• 任务说明: 找出下面数据中含有字符串“reflection”的每一行，把这些行全部抄写出来。大小写不同算不同。

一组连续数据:

--

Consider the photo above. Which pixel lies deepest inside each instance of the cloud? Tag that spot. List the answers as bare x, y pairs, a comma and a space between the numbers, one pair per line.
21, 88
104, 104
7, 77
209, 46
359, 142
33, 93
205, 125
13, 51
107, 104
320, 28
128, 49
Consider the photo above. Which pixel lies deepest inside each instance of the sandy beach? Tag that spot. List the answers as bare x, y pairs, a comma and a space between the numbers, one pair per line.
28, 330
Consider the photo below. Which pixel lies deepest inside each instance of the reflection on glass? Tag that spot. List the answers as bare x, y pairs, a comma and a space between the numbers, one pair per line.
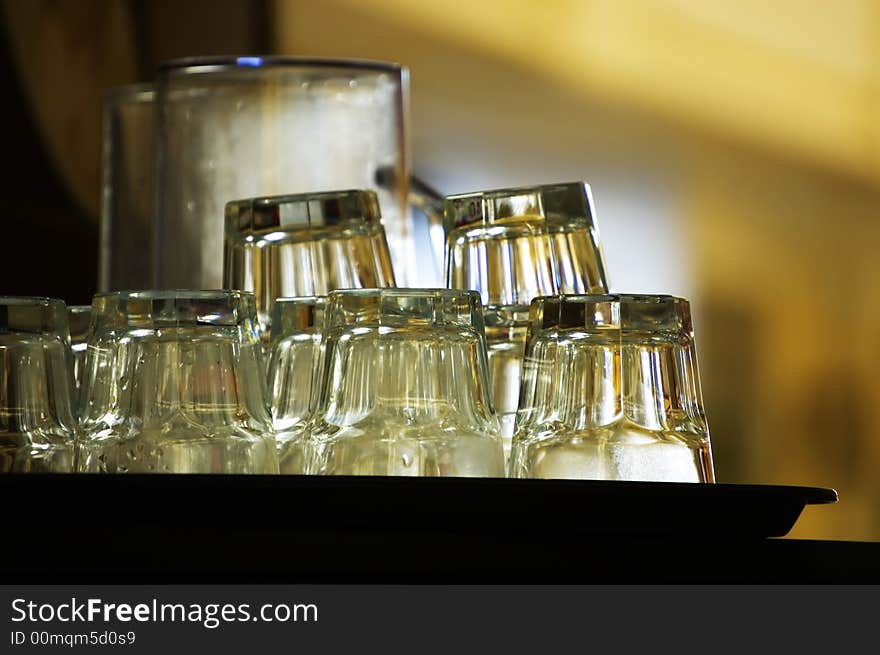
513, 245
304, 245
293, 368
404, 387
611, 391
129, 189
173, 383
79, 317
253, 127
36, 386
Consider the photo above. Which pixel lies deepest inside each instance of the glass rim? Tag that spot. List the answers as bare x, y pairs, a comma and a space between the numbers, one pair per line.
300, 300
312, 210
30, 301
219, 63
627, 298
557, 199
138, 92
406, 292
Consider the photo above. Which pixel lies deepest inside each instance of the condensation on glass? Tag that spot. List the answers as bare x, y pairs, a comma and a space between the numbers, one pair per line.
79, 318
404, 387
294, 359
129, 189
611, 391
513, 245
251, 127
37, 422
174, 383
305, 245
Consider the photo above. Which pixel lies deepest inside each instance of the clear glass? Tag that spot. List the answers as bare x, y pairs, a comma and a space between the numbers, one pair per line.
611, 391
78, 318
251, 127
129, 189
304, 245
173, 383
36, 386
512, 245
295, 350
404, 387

--

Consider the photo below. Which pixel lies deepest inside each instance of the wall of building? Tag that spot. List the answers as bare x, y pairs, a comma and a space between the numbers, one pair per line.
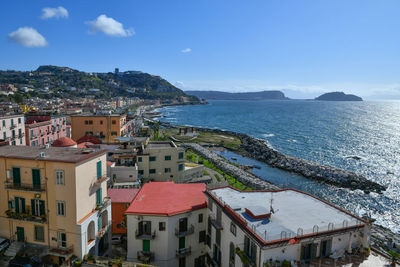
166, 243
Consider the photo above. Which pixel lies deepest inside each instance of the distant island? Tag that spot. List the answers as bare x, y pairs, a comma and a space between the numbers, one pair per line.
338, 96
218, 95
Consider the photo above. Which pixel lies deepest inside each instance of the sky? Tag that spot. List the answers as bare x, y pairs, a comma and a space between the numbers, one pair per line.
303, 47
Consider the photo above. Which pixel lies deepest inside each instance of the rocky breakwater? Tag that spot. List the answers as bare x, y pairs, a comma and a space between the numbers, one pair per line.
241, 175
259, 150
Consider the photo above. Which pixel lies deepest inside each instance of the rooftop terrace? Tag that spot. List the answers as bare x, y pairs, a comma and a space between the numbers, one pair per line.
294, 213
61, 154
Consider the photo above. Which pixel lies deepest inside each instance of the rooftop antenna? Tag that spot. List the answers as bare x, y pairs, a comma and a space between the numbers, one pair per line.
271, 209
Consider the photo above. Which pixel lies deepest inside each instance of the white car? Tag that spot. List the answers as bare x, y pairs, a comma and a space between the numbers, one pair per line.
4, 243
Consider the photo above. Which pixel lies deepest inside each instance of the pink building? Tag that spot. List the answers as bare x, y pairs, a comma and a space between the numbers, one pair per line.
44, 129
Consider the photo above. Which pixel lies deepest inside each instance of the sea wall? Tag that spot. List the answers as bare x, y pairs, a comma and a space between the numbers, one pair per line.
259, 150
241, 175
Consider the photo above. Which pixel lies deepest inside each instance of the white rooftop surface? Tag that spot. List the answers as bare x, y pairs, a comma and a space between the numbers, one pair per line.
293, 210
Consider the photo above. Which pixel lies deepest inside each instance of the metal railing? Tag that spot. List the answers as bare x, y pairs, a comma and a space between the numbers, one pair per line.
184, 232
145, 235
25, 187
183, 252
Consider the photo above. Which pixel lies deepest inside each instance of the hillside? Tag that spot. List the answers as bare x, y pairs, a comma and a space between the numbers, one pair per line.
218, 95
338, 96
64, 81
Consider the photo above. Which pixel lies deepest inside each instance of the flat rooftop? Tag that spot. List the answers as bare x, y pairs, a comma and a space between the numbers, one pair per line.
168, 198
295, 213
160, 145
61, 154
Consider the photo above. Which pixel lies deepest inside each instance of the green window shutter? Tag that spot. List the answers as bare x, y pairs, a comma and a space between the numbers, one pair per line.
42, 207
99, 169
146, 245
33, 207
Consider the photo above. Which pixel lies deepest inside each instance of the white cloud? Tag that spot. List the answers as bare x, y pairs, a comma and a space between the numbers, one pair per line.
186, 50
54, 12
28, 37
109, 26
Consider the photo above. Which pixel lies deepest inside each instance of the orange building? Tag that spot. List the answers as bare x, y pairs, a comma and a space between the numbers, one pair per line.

--

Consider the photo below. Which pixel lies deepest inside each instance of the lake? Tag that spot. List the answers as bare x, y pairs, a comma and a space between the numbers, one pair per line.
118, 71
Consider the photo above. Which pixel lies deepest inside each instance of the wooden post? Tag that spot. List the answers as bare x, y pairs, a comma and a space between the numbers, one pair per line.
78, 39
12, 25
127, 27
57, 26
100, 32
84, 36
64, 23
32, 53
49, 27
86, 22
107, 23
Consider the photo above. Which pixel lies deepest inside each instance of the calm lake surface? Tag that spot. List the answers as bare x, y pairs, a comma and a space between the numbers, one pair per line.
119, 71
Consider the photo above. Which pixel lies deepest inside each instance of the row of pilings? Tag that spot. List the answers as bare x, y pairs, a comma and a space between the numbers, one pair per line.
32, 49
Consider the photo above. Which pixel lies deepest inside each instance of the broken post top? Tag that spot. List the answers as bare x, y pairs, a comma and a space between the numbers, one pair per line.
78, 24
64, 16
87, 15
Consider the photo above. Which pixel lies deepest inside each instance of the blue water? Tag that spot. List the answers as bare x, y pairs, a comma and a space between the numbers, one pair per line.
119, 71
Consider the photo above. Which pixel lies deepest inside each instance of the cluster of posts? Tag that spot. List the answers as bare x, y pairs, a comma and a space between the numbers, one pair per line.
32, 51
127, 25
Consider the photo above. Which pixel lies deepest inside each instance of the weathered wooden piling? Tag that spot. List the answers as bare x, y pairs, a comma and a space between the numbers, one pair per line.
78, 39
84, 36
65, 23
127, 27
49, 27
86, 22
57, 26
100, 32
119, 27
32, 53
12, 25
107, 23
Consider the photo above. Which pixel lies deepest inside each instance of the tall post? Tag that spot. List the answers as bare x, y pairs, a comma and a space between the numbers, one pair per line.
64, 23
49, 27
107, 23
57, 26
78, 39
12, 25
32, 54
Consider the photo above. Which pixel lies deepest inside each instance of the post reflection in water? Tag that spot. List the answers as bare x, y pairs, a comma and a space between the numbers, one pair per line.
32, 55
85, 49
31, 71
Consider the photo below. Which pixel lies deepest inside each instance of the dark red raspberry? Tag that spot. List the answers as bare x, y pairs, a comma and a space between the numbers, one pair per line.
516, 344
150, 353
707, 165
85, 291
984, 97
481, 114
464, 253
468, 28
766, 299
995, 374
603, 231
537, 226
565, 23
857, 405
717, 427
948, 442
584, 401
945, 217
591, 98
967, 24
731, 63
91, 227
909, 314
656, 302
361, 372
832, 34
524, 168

--

• 回答:
Consider the photo below. Which pixel lies deepest inside each instance of the reflection on glass? Tag that spot. List the answers as bare x, y pairs, a comma and a space between the numbers, one pair per line.
Consider the photo above. Which pixel lies deepest inside each instance of the post reflection in water? Tag that spot. List the answers as bare x, y pairs, a comma and a space between the numbers, one pair per line.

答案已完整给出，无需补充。